### Directions
Exactly reproduce the lines beginning with the line that includes "of the bald" and ending with the last line of the data.

### Given records
------------------------------------------------------------------------

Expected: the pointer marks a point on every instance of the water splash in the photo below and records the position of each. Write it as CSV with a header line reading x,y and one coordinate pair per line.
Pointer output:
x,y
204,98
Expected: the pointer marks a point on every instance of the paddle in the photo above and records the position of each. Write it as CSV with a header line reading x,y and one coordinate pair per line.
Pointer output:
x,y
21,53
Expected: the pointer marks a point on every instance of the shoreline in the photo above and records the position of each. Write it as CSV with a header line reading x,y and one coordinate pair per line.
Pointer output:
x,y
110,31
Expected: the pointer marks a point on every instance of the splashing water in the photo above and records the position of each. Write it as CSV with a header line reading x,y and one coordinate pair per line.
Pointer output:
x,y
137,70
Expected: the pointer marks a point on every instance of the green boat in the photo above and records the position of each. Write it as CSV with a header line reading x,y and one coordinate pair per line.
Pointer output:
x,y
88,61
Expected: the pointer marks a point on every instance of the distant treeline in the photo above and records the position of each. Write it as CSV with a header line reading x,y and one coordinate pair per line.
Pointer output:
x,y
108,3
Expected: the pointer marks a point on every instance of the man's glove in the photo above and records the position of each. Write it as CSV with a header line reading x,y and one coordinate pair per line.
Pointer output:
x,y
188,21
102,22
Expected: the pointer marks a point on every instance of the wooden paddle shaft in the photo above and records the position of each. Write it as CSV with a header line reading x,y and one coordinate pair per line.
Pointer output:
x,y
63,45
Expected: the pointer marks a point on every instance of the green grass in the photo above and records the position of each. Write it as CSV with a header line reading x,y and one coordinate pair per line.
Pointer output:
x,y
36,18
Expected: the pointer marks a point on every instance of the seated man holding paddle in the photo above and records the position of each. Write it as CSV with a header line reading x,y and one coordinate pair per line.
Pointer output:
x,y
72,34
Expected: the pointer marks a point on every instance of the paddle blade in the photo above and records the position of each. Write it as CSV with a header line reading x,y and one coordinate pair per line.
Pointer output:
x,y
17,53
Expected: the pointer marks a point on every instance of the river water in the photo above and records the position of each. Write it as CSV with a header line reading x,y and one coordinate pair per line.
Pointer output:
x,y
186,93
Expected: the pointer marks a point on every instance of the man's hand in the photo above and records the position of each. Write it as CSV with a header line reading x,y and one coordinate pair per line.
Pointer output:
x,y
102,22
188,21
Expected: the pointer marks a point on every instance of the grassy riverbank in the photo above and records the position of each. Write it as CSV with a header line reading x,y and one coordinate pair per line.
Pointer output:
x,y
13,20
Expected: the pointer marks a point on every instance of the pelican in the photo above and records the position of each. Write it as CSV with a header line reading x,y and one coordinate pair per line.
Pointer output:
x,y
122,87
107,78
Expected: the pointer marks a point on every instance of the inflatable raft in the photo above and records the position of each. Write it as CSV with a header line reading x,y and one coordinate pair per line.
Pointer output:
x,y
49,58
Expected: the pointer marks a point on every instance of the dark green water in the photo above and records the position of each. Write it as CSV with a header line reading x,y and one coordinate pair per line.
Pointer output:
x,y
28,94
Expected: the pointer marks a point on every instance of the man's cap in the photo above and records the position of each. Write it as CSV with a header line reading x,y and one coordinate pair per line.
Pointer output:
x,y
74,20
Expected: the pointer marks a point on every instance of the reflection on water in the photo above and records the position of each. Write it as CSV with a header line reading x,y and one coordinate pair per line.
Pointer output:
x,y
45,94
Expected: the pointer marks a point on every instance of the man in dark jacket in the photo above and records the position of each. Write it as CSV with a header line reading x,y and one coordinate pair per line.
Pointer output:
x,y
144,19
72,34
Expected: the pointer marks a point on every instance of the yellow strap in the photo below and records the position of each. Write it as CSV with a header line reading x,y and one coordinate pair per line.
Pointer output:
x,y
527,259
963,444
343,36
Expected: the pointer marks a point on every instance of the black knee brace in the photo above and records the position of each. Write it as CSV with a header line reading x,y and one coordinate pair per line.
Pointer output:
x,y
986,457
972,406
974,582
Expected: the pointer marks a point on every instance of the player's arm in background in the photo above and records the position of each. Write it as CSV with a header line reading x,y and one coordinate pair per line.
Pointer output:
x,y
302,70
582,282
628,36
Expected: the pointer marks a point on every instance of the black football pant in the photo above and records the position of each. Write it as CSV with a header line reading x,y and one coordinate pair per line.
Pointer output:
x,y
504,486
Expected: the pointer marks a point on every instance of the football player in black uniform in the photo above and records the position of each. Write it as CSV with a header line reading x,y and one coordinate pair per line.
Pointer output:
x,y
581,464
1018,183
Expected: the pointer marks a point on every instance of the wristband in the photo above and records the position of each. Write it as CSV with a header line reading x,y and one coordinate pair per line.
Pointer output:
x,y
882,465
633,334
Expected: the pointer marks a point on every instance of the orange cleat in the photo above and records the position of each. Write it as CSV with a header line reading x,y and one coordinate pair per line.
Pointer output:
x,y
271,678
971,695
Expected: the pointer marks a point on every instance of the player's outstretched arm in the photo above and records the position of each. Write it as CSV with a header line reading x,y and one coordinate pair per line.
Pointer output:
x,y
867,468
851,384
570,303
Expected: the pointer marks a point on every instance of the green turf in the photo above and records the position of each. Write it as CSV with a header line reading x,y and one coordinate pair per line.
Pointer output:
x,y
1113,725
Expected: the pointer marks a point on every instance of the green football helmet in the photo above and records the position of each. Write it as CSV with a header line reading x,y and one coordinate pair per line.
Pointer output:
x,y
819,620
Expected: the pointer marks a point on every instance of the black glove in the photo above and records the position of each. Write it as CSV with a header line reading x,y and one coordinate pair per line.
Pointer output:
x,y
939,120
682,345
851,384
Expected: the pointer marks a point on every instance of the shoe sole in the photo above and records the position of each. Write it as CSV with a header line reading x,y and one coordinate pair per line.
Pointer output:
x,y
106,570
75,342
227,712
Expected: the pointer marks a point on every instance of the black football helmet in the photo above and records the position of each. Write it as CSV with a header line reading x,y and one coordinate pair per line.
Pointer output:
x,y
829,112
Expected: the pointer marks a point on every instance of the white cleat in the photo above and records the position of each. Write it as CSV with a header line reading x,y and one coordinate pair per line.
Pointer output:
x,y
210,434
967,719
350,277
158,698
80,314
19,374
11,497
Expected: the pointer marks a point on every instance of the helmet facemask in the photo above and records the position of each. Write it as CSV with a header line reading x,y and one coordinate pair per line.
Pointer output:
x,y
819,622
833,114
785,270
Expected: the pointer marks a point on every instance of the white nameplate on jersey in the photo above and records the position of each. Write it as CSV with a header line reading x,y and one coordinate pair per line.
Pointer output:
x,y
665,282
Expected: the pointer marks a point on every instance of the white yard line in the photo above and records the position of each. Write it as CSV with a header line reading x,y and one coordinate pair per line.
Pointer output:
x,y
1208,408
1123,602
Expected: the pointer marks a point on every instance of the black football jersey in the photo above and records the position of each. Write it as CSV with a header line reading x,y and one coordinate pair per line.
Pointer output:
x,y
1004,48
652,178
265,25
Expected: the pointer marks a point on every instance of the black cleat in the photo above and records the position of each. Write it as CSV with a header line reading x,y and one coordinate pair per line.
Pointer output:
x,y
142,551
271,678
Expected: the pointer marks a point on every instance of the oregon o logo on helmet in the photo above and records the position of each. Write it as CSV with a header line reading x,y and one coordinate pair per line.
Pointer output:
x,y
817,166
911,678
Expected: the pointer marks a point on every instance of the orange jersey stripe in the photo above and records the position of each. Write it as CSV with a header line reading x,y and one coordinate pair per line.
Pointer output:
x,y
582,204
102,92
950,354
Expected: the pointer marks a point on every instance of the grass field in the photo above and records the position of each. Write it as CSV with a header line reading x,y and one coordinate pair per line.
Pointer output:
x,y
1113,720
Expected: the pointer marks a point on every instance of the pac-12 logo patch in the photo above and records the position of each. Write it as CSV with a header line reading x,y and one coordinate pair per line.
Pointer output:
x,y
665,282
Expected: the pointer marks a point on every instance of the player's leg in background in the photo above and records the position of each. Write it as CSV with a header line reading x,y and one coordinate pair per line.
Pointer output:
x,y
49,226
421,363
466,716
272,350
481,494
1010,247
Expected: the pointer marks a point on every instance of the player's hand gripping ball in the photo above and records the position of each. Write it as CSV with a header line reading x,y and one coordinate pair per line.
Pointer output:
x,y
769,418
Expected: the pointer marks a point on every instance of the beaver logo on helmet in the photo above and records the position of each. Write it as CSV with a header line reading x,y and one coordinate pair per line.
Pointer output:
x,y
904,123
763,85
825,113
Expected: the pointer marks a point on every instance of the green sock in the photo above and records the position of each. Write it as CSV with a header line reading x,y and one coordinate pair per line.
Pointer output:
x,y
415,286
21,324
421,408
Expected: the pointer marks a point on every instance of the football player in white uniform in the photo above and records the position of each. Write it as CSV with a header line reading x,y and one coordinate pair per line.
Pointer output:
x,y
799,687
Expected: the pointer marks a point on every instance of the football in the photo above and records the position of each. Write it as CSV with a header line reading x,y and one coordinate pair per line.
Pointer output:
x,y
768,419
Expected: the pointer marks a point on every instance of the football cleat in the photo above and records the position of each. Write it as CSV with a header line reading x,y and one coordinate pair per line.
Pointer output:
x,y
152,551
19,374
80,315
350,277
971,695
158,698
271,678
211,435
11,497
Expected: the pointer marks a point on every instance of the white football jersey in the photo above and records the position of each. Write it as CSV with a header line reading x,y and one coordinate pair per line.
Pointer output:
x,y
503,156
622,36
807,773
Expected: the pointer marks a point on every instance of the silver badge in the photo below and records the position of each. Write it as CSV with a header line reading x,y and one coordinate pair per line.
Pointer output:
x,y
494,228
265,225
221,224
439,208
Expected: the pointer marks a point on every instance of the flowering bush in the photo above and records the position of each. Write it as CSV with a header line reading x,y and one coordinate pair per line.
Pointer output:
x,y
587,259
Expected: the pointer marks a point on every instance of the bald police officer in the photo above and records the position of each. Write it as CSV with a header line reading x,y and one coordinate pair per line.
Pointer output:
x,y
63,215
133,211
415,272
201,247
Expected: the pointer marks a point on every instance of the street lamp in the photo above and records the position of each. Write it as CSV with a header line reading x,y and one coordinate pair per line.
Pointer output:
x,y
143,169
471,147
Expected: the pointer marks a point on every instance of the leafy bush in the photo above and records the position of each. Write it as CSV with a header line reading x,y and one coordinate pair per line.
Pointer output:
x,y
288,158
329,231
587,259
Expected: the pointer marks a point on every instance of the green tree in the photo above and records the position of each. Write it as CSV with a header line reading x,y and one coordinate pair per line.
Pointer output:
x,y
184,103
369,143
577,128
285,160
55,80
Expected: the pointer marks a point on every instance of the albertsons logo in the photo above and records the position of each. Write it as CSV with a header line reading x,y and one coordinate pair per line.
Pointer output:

------------------------------------------------------------------------

### Finished answer
Expected: the pointer marks a point on every instance of the bald police officer in the photo above and records the position of each. Write it as CSV with a header line reading x,y and one coordinate pair per line.
Pointer output:
x,y
63,215
133,211
415,272
201,247
Expected: the pointer marks a point on every instance of the street lamp in the photo above and records the position of each. Write it as CSV with a header line reading x,y and one coordinate pair per line.
Pointer output:
x,y
143,169
471,147
Expected: the pointer marks a point on every instance of the leafy bush in the photo above and records the position of each. Write it as CSV with a header line reading x,y and one coordinate pair per line.
Pointer output:
x,y
288,158
329,231
587,259
Expected: the pointer marks a point on every instance of the green tree in the photo above and records the position of each. Write it as CSV with a header line reading x,y and one coordinate pair per line.
Pointer output:
x,y
184,103
369,143
577,128
285,160
55,80
Expected: the pointer marks a point on every instance of the albertsons logo in the photo above and records the position of each. Write it as CSV with a header line reading x,y and one coordinate pair per line.
Pointer output:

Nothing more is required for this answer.